(Records from a point-labeling set)
----------

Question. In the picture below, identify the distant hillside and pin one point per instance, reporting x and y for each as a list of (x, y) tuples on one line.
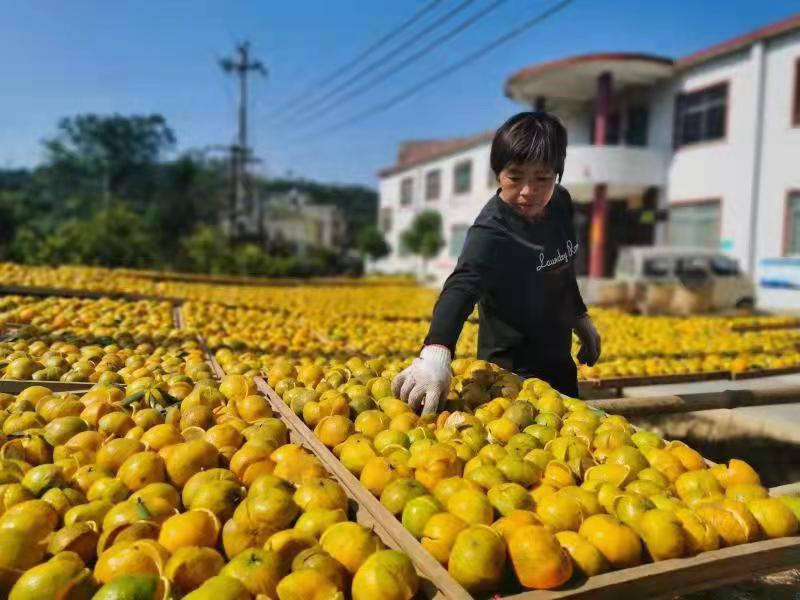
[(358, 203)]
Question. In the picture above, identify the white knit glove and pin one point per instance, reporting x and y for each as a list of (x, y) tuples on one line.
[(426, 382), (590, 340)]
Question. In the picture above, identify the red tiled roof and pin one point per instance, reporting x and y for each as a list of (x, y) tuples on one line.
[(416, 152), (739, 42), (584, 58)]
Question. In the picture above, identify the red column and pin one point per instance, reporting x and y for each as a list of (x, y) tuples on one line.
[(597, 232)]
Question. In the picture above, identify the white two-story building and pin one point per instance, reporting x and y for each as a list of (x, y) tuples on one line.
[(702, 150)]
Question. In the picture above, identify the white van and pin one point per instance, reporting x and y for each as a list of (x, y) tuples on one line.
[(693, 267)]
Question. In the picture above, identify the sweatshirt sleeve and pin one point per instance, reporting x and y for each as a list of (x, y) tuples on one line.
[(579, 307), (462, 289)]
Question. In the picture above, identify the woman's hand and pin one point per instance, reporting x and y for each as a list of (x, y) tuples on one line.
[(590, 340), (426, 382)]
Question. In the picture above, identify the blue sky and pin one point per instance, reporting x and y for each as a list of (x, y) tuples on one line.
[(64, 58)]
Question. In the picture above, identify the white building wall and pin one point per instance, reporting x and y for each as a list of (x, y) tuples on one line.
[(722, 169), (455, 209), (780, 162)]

----------

--- Problem to solve ---
Could you convert the records, from their start through the line containing "[(597, 232)]", into a two-column CSV headed "text" and "points", with one row for each text and its points? Put each value in its own quoted field, turn line breaks into spaces, and leave out the pictures.

--- Result of this task ---
text,points
"Question. In the picture below, identify the distant hillside and pin one point per instance, reporting x and y for each as a list of (x, y) tuples on one line.","[(358, 203)]"
"Question. In the picture above, identify the white knit glove and pin one point per instance, reporting x and y for each as a list of (x, y) tuples on one line.","[(426, 382), (590, 340)]"
"Question. In the picture above, identify the red tiled roof and pin one point per instance, reporting x and y for each as a list of (x, y) tuples on one line.","[(416, 152), (739, 42), (584, 58)]"
"Question. In the picture above, identify the red column and pin one point per instance, reporting x and y for each as a list of (x, y) tuples on one line.","[(597, 232)]"